::: Material for this task :::

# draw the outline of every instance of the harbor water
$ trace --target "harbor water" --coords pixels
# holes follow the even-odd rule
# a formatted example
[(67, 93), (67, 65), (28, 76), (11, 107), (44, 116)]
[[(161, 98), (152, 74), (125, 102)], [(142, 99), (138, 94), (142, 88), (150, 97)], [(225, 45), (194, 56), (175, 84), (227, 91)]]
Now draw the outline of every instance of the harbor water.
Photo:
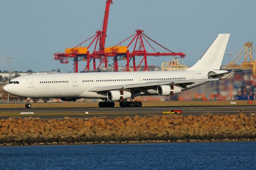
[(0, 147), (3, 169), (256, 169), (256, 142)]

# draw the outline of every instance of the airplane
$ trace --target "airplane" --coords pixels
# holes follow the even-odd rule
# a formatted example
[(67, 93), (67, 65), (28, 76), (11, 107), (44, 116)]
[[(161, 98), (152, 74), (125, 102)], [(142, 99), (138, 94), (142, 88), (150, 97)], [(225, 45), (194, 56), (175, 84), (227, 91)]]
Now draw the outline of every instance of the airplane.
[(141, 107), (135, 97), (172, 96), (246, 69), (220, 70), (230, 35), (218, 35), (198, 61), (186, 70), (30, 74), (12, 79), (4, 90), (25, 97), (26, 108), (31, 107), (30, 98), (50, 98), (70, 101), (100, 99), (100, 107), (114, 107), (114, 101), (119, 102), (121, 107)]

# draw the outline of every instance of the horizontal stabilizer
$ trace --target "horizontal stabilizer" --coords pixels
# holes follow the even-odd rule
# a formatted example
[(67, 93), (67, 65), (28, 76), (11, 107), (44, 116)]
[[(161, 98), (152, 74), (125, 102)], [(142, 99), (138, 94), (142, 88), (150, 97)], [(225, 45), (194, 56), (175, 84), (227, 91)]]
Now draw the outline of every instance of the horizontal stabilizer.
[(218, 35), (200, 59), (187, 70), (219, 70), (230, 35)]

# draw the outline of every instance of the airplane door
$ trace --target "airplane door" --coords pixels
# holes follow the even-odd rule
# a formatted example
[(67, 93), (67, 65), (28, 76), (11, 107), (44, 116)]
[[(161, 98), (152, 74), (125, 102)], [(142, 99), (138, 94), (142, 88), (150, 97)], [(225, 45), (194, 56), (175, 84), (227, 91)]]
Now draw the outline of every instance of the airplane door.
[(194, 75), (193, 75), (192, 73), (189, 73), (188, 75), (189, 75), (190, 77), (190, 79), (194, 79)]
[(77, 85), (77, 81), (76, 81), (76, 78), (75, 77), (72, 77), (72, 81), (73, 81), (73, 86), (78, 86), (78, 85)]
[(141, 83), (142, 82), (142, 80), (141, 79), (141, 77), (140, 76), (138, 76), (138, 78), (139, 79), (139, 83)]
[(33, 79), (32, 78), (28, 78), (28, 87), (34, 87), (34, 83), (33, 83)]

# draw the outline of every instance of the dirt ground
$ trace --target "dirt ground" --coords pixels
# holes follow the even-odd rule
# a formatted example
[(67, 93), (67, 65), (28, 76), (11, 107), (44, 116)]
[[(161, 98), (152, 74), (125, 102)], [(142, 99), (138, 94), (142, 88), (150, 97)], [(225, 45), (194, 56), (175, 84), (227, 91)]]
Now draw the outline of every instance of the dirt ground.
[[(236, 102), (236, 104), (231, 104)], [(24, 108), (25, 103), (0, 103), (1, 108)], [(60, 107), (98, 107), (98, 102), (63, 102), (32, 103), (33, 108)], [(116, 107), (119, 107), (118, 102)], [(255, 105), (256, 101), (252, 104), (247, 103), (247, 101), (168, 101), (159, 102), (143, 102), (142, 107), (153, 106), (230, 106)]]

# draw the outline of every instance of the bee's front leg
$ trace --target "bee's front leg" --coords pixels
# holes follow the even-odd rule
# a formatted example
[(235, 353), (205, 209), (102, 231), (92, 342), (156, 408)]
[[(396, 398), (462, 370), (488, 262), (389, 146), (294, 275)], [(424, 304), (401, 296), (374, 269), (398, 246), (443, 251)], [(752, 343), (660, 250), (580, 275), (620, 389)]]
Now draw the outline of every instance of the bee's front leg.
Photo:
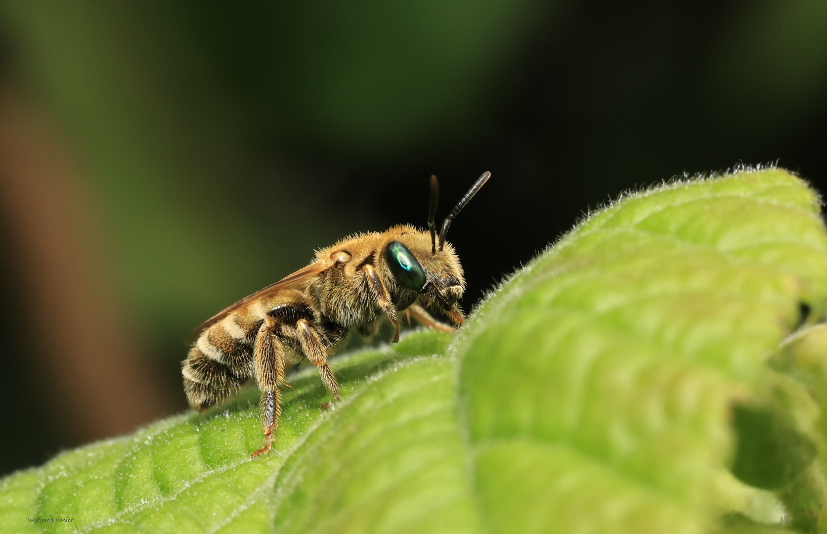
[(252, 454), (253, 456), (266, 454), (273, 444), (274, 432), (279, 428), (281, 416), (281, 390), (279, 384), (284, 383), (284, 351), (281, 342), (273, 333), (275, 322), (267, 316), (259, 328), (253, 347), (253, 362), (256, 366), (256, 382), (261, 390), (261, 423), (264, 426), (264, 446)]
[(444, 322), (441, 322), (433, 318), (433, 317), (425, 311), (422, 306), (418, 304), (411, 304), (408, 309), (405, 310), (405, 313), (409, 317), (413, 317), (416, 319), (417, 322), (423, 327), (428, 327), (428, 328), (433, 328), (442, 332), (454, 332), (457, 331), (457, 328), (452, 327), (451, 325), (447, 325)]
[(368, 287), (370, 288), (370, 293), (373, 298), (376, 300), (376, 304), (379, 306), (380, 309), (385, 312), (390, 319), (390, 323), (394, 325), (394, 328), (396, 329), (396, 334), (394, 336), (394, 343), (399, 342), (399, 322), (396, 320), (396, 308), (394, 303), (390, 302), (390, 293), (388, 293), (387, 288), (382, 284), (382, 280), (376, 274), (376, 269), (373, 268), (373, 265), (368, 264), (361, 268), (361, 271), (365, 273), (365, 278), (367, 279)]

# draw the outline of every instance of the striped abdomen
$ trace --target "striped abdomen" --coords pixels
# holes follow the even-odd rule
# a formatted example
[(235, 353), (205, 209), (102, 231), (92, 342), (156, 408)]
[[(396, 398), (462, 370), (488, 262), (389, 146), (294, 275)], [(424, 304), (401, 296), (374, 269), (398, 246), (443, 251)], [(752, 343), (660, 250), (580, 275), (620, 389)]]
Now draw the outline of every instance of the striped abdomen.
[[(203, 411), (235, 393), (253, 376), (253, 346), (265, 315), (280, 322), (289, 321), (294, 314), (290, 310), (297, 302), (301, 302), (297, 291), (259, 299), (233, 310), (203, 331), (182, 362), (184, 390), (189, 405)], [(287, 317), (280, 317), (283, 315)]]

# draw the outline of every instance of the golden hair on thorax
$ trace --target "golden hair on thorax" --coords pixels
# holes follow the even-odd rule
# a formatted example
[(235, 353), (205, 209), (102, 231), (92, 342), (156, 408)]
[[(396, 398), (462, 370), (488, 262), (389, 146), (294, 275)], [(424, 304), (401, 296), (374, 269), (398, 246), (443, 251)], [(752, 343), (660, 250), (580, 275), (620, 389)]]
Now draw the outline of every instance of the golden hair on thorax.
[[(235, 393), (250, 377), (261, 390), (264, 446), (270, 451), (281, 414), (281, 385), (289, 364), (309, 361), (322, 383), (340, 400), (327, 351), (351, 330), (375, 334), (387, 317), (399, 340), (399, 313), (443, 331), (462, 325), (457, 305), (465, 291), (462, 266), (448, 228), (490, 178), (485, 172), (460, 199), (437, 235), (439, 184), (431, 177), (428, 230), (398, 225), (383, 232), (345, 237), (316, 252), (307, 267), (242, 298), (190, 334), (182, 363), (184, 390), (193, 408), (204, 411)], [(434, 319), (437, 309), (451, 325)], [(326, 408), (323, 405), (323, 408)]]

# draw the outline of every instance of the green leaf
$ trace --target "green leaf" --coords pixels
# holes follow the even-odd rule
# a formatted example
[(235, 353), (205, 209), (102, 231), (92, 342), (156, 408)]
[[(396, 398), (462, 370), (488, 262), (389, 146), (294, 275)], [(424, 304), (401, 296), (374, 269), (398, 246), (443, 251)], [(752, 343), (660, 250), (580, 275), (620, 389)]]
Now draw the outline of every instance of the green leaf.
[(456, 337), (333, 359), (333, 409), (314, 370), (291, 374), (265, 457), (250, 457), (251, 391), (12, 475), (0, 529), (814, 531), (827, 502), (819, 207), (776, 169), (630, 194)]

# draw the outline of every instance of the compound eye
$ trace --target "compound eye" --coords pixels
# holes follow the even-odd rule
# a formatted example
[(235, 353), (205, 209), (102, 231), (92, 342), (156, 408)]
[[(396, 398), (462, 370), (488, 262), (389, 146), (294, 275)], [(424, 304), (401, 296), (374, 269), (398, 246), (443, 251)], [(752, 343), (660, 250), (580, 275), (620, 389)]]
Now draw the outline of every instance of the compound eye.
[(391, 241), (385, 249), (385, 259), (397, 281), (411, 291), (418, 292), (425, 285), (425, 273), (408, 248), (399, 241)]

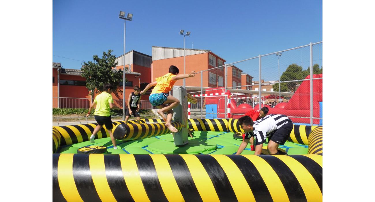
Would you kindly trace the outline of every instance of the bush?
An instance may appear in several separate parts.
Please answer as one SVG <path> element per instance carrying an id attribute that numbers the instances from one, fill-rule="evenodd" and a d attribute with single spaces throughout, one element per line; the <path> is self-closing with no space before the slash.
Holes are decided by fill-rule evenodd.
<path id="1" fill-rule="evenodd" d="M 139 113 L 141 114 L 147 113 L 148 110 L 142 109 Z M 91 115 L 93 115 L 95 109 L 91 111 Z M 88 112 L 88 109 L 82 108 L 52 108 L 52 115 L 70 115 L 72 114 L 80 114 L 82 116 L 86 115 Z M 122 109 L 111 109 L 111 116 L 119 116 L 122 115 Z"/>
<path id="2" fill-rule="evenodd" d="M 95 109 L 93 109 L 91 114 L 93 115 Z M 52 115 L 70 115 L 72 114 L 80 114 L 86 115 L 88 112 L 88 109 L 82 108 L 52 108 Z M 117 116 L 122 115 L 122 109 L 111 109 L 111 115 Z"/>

:::

Challenge:
Please convert the lines from the one containing "# draw the outline of every instance of the green" up to and including the one containing "248), (399, 241)]" into a Markdown table with the columns Row and Text, numbering each row and leaving out blank lines.

Written solution:
| Row | Text |
|---|---|
| 1 | # draw the outline of every instance of the green leaf |
| 2 | $ trace --target "green leaf" --coords pixels |
| 3 | # holes follow the even-odd rule |
| 4 | # a formatted example |
| 5 | [(235, 353), (205, 209), (102, 231), (92, 342), (156, 408)] |
| 6 | [[(396, 398), (462, 370), (488, 262), (389, 146), (294, 275)], [(424, 304), (401, 296), (374, 269), (398, 246), (443, 251)], [(752, 343), (660, 250), (580, 275), (620, 389)]] |
| 7 | Now draw the outline of every instance of the green leaf. |
| 8 | [(456, 337), (333, 359), (333, 409), (314, 370), (291, 374), (265, 457), (250, 457), (251, 391), (12, 475), (0, 529), (814, 531), (827, 502), (819, 207), (776, 169), (630, 194)] |
| 9 | # draw the outline of every instance of the compound eye |
| 10 | $ trace --target "compound eye" --coords pixels |
| 11 | # holes follow the even-odd rule |
| 12 | # a formatted example |
| 13 | [(235, 353), (205, 209), (102, 231), (92, 342), (156, 408)] |
| 14 | [[(396, 398), (462, 370), (488, 262), (389, 146), (294, 275)], [(424, 304), (401, 296), (374, 269), (398, 246), (443, 251)], [(752, 343), (660, 250), (580, 275), (620, 389)]] |
| 15 | Now draw the outline of every instance of the compound eye. |
| 16 | [(391, 241), (385, 249), (385, 259), (397, 281), (411, 291), (418, 292), (425, 285), (425, 273), (408, 248), (399, 241)] |